Transcribe every entry word for word, but skip the images.
--- START ---
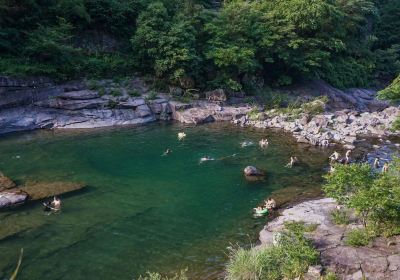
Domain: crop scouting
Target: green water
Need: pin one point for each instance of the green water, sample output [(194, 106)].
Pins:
[(142, 211)]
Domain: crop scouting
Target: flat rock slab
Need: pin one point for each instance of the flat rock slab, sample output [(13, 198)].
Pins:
[(377, 261), (42, 190)]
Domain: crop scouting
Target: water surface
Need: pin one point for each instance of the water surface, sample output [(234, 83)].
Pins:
[(142, 211)]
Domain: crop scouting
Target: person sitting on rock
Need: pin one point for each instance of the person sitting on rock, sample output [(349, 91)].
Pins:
[(347, 157), (293, 161), (385, 168), (56, 203), (334, 157), (181, 135), (270, 204), (263, 143), (377, 163)]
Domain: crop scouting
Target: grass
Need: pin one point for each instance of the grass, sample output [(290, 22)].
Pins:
[(157, 276), (288, 259), (340, 217), (396, 125), (358, 237)]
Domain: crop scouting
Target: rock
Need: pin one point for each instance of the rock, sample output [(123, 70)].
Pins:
[(40, 190), (131, 104), (216, 95), (66, 104), (253, 171), (80, 95), (314, 273), (12, 198), (143, 111), (5, 183)]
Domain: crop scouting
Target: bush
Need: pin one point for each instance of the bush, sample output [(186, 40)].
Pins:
[(340, 217), (156, 276), (358, 237), (134, 93), (374, 197), (288, 259)]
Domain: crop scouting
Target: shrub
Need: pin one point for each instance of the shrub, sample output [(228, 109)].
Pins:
[(358, 237), (115, 92), (340, 217), (134, 93), (152, 95), (396, 125), (156, 276), (288, 259), (374, 197)]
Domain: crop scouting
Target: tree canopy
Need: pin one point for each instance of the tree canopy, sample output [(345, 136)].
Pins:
[(345, 42)]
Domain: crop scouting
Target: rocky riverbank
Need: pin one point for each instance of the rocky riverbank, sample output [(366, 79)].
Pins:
[(380, 260)]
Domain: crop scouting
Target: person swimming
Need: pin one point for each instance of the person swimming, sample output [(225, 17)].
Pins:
[(56, 203), (293, 161), (385, 168), (206, 158), (246, 144), (377, 163), (334, 157), (270, 203), (181, 135), (263, 143)]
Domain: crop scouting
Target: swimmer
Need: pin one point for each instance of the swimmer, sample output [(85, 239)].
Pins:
[(385, 168), (334, 157), (376, 163), (181, 135), (246, 144), (56, 203), (347, 157), (206, 158), (263, 143), (270, 203), (293, 161)]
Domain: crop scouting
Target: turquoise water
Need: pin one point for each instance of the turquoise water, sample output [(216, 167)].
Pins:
[(142, 211)]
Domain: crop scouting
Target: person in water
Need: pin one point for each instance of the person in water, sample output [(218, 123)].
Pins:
[(263, 143), (56, 203), (205, 158), (270, 204), (385, 168), (293, 161), (377, 163)]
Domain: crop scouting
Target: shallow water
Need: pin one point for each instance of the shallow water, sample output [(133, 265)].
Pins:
[(142, 211)]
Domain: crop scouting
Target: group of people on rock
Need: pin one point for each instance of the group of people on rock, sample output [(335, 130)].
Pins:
[(269, 204)]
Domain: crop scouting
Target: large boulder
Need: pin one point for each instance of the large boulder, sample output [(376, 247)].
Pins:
[(216, 95), (5, 182), (12, 198), (252, 173)]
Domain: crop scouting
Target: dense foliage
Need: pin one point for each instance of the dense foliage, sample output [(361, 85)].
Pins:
[(241, 45), (374, 196), (288, 259)]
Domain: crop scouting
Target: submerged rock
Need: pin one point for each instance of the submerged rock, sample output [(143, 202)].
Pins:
[(40, 190), (12, 198), (5, 183)]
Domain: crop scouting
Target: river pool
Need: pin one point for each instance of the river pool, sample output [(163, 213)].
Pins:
[(142, 211)]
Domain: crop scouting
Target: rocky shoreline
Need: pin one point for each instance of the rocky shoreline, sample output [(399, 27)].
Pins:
[(380, 260)]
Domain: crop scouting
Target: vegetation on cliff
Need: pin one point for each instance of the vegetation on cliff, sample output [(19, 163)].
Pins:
[(238, 46)]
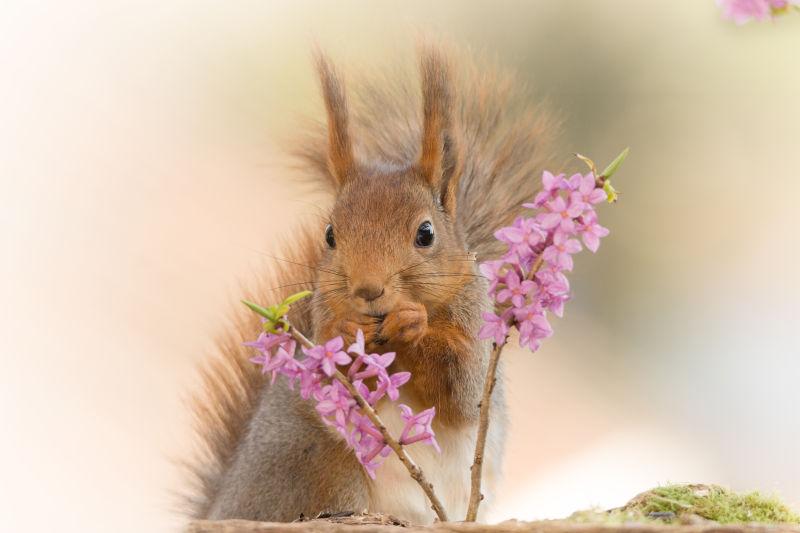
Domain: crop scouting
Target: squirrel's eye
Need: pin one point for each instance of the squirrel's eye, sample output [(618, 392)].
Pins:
[(329, 236), (424, 235)]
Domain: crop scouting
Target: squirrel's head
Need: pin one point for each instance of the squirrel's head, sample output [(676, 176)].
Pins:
[(392, 231)]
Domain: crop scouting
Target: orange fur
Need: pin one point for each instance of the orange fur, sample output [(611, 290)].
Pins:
[(481, 146)]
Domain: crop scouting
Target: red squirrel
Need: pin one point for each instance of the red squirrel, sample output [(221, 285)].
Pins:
[(419, 185)]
--- END ---
▶ Written solution:
Domain: crop scouting
Target: green water
Need: pin one point for each instance of the green water, sample output [(194, 106)].
Pins:
[(142, 211)]
Domain: crop scouting
Target: flat rock slab
Need: pin one point for each instance of the flat rock slab, sample output [(13, 198)].
Pins:
[(377, 261), (42, 190)]
Domain: crop scouting
Target: water surface
Need: pin one point for each instance of the water surface, sample output [(234, 83)].
Pins:
[(142, 211)]
Domain: crop scouting
Target: person sitting on rock
Need: pin one point for each instance of the person sitting on rock, sample output [(349, 91)].
Pins:
[(347, 157), (293, 161), (385, 168), (56, 203), (334, 157), (181, 135), (270, 204), (263, 143), (377, 163)]
Domain: crop scouting
Target: grass
Need: pin one point for each instance of the grass, sample output [(290, 22)].
Pins:
[(157, 276), (288, 259), (340, 217), (396, 125), (358, 237)]
Domain: crop scouting
Target: rock
Need: pin one point for each instance of the rock, sample output [(123, 70)].
Pins:
[(40, 190), (131, 104), (216, 95), (66, 104), (253, 171), (80, 95), (314, 273), (12, 198), (143, 111), (5, 183)]
Domain: crop scouting
Target: bush
Need: pin one point for each instance of the bush, sample output [(186, 40)].
Pins:
[(340, 217), (156, 276), (358, 237), (134, 93), (374, 197), (288, 259)]
Domain: crop scouting
Target: shrub
Need: pin one point for each instance of the shrub, sample output [(228, 109)].
Pins:
[(358, 237), (115, 92), (340, 217), (134, 93), (152, 95), (396, 125), (156, 276), (288, 259), (374, 197)]
Domain: crop scouting
Target: tree canopy
Need: pin one point for each instance of the tree canopy, sample output [(345, 136)].
Pins:
[(345, 42)]
Domain: crop scouting
Target: rocky riverbank
Need: pin one point for each instance of the rocky riverbank, sample output [(366, 79)].
Pins:
[(380, 260)]
Domain: crop scouting
Target: person swimming
Need: pin one point for each instance of the person swimming, sample output [(225, 17)].
Pins:
[(56, 203), (293, 161), (385, 168), (206, 158), (246, 144), (377, 163), (334, 157), (270, 203), (181, 135), (263, 143)]
Domain: crop scouting
Target: swimmer
Need: pin one point for each instance of the swimmer, sample output [(85, 239)].
Pins:
[(385, 168), (334, 157), (376, 163), (181, 135), (246, 144), (56, 203), (347, 157), (206, 158), (263, 143), (270, 203), (293, 161)]
Domain: crop scouting
Target: turquoise water
Need: pin one point for each instance of the turquoise water, sample output [(216, 167)].
Pins:
[(142, 211)]
Domain: crop scouting
Target: person in water
Need: pin one point for each instance of the person in water, sample output [(218, 123)].
Pins:
[(263, 143), (56, 203), (205, 158), (270, 204), (385, 168), (293, 161), (377, 163)]
Domain: crop scouting
Target: shallow water
Need: pin one point for each instance of the shallow water, sample output [(133, 265)].
Pins:
[(142, 211)]
Domain: crop scouting
Target: group of people on rock
Need: pin one point for each instance of the group of people on rock, sample output [(335, 130)].
Pins:
[(269, 204)]
Domain: crop scouting
Target: large boulder
Need: pin one point for each instance of the large boulder, sample output [(376, 247)].
Pins:
[(216, 95), (5, 182), (12, 198), (252, 173)]
Domain: crop scouting
Target: dense foliage
Need: pin one point for each instance of the dense foliage, sample output [(361, 85)].
Pins:
[(241, 45), (374, 196), (288, 259)]
Domain: crop scouting
Target: submerged rock
Need: pin one point for each instance of the submerged rock, sample output [(143, 202)].
Pins:
[(40, 190), (12, 198), (5, 183)]
Domain: crop scouting
Target: river pool
Need: pin one point for each instance of the river pool, sample output [(163, 213)].
Pins:
[(142, 211)]
Domain: crop scouting
Target: rocky shoreline
Need: pin one point for each instance of the rocky shoreline, sample output [(399, 27)].
Pins:
[(380, 260)]
Domain: crop scouting
Target: vegetation on cliff
Need: pin one point for each instance of the vegetation on cliff, sample output [(19, 163)].
Pins:
[(238, 46)]
Domain: crop scouting
Target: squirrel's eye
Need: pin one point for each instance of the squirrel's eye, sample output [(618, 392)].
Pins:
[(329, 236), (424, 235)]
Domain: crop scouting
Target: squirrel's head
Need: pin one point for each instance of the squirrel's head, sample output [(676, 176)].
Pins:
[(392, 231)]
Domain: crop scouting
Target: orange fur
Need: pin one point for each instance of the orange fur, sample output [(611, 290)].
Pins:
[(481, 146)]
Domain: crop scouting
Target: red squirrel
Need: pin one point for each instance of the red squirrel, sample output [(221, 285)].
Pins:
[(419, 185)]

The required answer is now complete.